PROBLEM SET:
**A)** In the forum post on tracking changes for static publishing, what kind of relationship exists between Products and Categories?
**B)** Reproduce the passage of the forum post on tracking changes for static publishing from "This approach seems" up to and including "Product is in.)".
#### TEXT PROVIDED ####
Change Graph. (or "Tracking ERB Substitutions?")

Hey all, I have a complicated problem on my hands and I was wondering
if you could help. Let me explain my situation:

At work we are developing a rails system where the site is dynamic
for internal use but the pages on the live site are static. For
example, a user of our system edits Product data and they can see
their changes immediately in development. When the user publishes
their changes a static page html is generated and uploaded.

What I want to do is somehow keep a Graph of all the things that have
changed since the last publish. This way we only have to generate the
pages that have changed.

A little more background: We have Products and Categories. There is a
many-to-many relationship between them.

One thought I had was to keep track of when the User changed Products
and Categories and then flag all Pages that reference them. This
doesn’t seem like it would be too hard. Note that we only need to
keep track of changes at the Page level. If only one thing has
changed for a given URL then we know that page is ‘dirty’ and needs
to be republished.

This approach seems pretty straight-forward. Every time someone edits
a Product you know to update 1) the Product’s page and 2) any
Category pages that reference it. (You know this because you know
what Categories the Product is in.)

It seems like this would work, however things get more complicated
when you factor in view/template changes. Lets say someone updates a
partial. How can we keep track of all pages that reference that
partial? Or say someone updates a template or reorganizes them, how
can you know if they changed?

It seems like you would need to keep track of every point of ERB
substitution. So for instance you would have a Page (identified by
the url http://site/products/sku123) you would need to have a list of
all substitutions in the template and then all the substitutions in
those templates and so on.

My coworkers rightly say that mathematically this gets way too
complex and is actually inefficient. Also this Graph of Pages and
points of substitution would have to get recreated every time a
template was changed (Say, on a SVN commit). They say that what we
should do is just spider the entire site and keep MD5 sums (or
whatever) of the Pages and if they have changed then we publish it.
#### RECORDS SHOWN ####
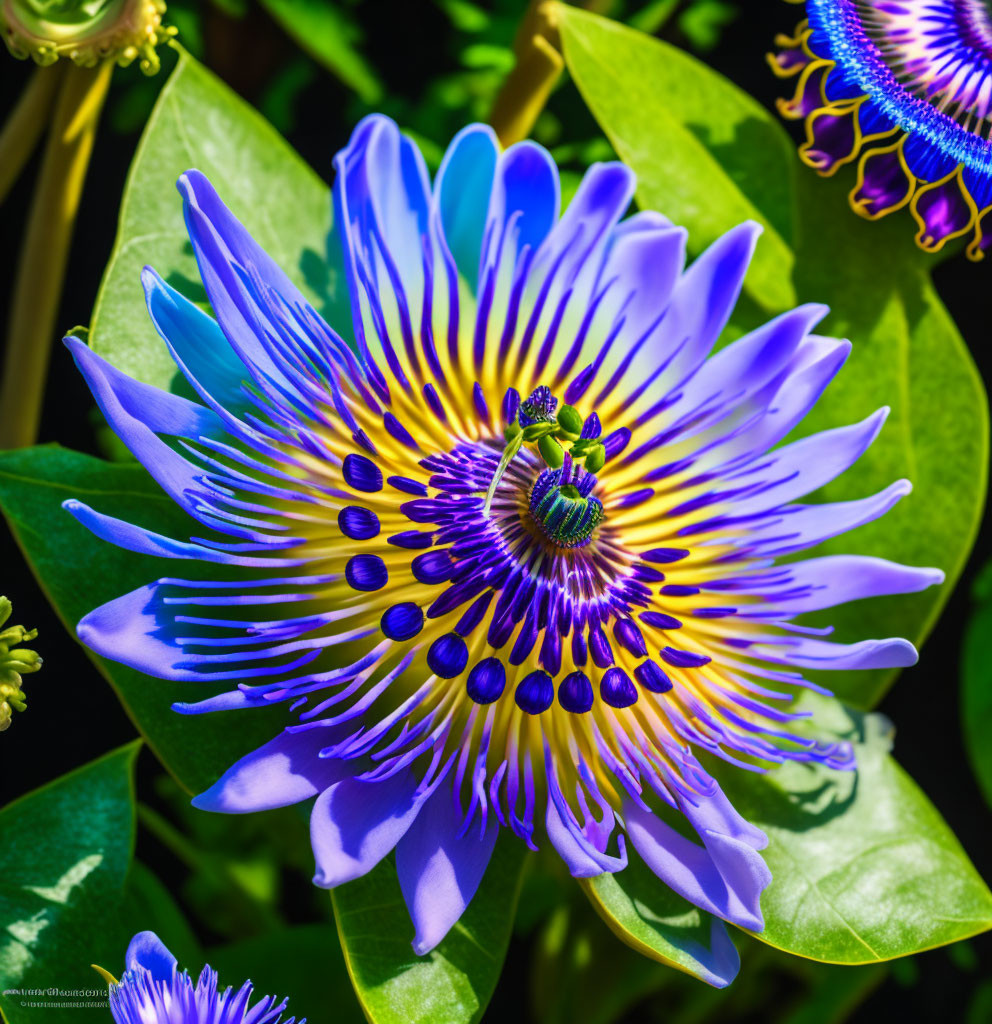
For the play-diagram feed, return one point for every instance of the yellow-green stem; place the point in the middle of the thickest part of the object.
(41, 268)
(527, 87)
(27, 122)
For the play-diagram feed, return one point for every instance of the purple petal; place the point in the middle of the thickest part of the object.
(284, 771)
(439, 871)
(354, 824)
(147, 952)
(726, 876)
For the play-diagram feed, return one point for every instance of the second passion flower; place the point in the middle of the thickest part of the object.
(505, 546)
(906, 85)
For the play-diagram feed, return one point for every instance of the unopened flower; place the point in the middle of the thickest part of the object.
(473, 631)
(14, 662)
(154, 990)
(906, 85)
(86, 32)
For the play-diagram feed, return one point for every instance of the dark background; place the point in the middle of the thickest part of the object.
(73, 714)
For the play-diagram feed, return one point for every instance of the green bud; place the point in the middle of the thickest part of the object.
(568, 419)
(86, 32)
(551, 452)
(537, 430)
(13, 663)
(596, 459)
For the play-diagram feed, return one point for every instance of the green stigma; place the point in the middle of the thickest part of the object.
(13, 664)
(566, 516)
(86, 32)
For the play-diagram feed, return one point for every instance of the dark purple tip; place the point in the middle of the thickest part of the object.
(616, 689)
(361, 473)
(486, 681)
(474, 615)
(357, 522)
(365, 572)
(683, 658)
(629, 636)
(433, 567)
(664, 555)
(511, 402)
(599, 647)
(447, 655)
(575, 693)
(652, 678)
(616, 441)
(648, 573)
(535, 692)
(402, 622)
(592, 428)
####
RESULTS OF THE EXERCISE:
**A)** A many-to-many relationship.

**B)**
This approach seems pretty straight-forward. Every time someone edits
a Product you know to update 1) the Product’s page and 2) any
Category pages that reference it. (You know this because you know
what Categories the Product is in.)